Записи для разметки ограничивающих рамок
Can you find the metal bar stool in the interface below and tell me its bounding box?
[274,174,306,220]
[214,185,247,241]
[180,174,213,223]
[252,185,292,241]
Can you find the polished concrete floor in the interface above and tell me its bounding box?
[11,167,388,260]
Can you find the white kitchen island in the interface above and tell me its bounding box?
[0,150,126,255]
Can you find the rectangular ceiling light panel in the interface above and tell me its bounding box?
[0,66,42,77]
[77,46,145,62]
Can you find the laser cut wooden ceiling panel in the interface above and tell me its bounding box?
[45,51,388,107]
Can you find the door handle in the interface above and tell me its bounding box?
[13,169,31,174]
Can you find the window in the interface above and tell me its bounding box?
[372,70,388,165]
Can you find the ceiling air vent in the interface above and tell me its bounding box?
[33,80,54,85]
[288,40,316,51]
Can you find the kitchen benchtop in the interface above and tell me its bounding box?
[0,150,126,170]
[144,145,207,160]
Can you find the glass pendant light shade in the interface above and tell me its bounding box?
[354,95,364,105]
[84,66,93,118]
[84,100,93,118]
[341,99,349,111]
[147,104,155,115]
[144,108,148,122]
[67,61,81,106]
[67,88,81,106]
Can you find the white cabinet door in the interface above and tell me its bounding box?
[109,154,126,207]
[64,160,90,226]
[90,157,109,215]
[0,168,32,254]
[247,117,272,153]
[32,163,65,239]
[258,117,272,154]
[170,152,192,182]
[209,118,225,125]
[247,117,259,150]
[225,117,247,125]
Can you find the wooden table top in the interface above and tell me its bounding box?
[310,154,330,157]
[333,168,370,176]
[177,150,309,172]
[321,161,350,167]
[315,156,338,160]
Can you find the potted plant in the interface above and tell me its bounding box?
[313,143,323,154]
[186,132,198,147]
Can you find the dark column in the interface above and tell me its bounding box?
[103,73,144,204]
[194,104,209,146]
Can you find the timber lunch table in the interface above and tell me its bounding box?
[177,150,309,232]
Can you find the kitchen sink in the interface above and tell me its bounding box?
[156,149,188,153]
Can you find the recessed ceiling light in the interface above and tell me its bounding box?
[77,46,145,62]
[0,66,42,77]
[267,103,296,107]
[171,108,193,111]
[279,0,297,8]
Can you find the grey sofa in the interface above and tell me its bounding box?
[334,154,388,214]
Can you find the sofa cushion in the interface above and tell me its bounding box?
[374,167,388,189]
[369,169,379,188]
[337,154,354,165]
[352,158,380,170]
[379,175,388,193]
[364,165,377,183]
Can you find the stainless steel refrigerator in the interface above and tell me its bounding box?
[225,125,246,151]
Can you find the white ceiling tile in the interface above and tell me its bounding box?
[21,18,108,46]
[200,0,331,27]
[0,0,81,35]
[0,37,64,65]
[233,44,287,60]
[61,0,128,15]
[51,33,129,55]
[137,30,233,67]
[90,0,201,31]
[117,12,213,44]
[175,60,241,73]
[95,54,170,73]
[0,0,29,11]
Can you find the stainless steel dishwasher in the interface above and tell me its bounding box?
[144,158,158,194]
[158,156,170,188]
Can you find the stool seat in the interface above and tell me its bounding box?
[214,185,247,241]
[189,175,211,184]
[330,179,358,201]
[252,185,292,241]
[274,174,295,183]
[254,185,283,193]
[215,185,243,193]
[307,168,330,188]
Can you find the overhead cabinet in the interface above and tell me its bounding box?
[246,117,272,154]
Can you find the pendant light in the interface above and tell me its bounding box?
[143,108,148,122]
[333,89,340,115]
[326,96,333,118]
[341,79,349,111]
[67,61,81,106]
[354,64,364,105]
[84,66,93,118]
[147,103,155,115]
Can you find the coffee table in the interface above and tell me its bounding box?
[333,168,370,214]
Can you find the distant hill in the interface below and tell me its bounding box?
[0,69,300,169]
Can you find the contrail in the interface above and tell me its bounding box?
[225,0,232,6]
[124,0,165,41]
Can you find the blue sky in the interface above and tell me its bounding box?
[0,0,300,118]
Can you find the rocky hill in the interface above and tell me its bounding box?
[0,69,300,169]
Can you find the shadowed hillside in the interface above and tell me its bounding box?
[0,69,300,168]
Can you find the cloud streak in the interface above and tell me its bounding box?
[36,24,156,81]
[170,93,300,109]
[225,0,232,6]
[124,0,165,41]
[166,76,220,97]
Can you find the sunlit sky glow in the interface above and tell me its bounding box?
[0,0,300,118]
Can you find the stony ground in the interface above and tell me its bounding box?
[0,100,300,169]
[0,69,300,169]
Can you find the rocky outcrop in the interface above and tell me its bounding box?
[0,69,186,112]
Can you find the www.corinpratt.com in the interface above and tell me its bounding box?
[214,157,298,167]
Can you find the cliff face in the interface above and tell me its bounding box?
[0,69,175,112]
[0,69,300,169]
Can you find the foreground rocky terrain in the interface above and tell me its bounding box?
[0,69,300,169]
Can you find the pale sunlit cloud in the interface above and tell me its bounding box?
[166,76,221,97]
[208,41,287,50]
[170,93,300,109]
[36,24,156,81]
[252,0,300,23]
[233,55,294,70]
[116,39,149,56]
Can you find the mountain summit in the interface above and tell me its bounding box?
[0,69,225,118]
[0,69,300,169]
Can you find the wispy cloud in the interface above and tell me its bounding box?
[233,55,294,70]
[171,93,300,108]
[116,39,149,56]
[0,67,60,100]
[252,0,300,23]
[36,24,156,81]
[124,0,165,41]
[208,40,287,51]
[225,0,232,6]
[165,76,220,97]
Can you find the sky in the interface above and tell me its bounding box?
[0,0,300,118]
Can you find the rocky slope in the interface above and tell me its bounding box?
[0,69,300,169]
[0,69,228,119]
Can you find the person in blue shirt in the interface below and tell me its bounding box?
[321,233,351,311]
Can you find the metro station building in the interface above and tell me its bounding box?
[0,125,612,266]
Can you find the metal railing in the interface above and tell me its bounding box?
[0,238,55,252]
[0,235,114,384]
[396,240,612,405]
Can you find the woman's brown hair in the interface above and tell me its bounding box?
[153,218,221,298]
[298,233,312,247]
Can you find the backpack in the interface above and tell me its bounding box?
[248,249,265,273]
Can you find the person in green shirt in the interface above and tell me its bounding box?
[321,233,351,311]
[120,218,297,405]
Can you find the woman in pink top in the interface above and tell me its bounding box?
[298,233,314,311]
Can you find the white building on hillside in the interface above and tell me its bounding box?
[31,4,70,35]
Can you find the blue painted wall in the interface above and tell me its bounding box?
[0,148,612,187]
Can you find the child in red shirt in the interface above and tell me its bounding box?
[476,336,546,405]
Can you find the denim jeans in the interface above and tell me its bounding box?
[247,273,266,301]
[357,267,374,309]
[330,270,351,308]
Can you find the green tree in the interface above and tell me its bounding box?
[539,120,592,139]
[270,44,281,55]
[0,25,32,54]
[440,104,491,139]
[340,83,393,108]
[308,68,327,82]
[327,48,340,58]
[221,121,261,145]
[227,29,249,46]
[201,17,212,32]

Задание → Соберите из материала выше все строки, где встречается слово «cloud». Регистр букв учитывается.

Решение задания →
Can you find the cloud streak in the interface above and tell me its bounding box?
Can you find the pale sunlit cloud in the interface above and tell me its bounding box?
Can you find the wispy cloud in the interface above and tell me its bounding box?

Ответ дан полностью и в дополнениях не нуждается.